Provided passage START

The adaptation is made possible by a feedback mechanism

Nov 17, 2011 11:52 GMT  ·  By
Cells receive external signals (depicted in yellow) through sensing molecules — or receptors — (depicted in aqua) embedded in the cell membrane
   Cells receive external signals (depicted in yellow) through sensing molecules — or receptors — (depicted in aqua) embedded in the cell membrane

Cells communicate with their environments through chemical signals, which they release in specific patterns and concentrations. A new study shows that the mechanism works both ways, and that cells can adjust the volume of their chemical output accordingly.

Before this investigation, researchers were convinced that cells were only able to release chemical stimuli of a specified intensity. In other words, the fact that each cell responds to stimuli with an energy directly proportional to the intensity of that stimuli was unknown.

In addition, researchers from the Massachusetts Institute of Technology (MIT), in Cambridge, found out that each cell also has a feedback mechanism, which enables it to figure out whether the chemical message it sent out was received. This works like a delivery confirmation notice.

Provided passage END
Records supplied START

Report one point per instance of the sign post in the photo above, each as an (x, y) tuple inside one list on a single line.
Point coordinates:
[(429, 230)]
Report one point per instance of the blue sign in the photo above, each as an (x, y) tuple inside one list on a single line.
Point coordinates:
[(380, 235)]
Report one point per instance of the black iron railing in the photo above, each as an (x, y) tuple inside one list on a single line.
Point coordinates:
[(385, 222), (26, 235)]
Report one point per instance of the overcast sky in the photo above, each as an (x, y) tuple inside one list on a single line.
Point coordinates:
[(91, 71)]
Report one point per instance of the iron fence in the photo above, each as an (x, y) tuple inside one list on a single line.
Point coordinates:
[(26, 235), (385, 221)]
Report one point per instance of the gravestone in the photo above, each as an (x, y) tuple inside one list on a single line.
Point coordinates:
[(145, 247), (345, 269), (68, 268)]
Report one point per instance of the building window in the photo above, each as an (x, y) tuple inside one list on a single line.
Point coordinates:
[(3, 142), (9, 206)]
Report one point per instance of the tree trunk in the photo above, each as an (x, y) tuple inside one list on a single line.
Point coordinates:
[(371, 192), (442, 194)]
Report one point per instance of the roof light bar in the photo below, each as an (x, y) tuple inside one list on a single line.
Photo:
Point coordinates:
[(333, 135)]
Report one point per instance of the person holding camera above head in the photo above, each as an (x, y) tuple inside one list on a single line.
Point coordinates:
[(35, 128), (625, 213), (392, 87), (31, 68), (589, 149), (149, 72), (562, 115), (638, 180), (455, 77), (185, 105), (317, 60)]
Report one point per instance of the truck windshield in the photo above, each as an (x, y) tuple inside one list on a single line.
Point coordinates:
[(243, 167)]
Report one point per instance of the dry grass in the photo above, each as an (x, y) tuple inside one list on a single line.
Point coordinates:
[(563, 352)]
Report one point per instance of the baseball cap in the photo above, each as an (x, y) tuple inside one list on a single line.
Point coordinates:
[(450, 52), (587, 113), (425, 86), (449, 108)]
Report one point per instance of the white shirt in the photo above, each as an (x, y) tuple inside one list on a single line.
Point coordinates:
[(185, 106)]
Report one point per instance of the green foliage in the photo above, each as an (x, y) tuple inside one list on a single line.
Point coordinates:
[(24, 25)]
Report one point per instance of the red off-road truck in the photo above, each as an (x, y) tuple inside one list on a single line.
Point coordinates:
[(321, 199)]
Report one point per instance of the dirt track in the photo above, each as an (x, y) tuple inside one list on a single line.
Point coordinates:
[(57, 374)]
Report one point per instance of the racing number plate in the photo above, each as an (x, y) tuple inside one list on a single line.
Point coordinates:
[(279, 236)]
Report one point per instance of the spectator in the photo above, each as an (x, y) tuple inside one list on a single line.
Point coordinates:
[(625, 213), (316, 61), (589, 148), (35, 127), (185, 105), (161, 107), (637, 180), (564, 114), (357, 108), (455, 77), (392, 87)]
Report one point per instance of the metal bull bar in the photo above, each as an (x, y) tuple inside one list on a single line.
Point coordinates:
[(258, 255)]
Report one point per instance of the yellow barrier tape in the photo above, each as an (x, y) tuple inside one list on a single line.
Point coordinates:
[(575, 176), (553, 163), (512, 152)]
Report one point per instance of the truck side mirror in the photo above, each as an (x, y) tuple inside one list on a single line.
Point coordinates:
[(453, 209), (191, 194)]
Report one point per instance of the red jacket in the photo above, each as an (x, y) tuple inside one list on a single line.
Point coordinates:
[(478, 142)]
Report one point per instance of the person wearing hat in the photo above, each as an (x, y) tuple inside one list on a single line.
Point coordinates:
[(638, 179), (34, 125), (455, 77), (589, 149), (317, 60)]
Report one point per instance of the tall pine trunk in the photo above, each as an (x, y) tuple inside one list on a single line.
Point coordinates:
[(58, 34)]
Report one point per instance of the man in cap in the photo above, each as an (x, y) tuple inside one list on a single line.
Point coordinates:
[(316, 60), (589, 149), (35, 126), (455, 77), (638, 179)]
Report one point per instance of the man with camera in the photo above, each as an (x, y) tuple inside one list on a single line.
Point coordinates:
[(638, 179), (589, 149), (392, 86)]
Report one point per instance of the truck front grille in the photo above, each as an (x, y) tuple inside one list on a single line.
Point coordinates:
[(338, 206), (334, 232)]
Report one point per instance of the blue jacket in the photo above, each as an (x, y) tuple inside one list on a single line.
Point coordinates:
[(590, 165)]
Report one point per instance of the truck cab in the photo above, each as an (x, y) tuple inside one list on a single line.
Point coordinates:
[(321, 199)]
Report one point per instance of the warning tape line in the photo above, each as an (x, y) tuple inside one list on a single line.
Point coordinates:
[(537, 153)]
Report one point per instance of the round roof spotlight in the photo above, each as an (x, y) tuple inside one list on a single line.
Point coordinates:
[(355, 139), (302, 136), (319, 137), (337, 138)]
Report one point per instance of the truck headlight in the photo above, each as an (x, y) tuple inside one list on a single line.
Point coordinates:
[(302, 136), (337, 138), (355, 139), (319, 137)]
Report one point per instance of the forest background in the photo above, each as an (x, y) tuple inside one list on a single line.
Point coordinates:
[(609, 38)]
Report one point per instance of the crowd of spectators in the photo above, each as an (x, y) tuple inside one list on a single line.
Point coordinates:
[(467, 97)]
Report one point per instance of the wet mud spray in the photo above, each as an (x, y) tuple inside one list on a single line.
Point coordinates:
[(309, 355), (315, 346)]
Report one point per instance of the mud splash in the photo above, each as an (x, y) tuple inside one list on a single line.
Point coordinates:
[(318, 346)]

Records supplied END

_Task item A_. List every ability that the article on cell signaling attributes to cells.
_Task item B_. In the article on cell signaling, why is the cell's feedback mechanism likened to a delivery confirmation notice?
_Task item C_. Rewrite the paragraph of the article on cell signaling that begins "Cells communicate with their environments" as a single shorter sentence.

_Answer area A_.
- Receiving external signals through sensing molecules, or receptors, embedded in the cell membrane
- Communicating with their environments through chemical signals released in specific patterns and concentrations
- Adjusting the volume of their chemical output
- Responding to stimuli with an energy directly proportional to the intensity of those stimuli
- Using a feedback mechanism to figure out whether the chemical message they sent out was received

_Answer area B_. The feedback mechanism lets each cell figure out whether the chemical message it sent out was received. A delivery confirmation notice does the same job for something that has been sent.

_Answer area C_. A new study shows that cells, which communicate with their environments through chemical signals released in specific patterns and concentrations, also receive signals in return and can adjust how much chemical they release.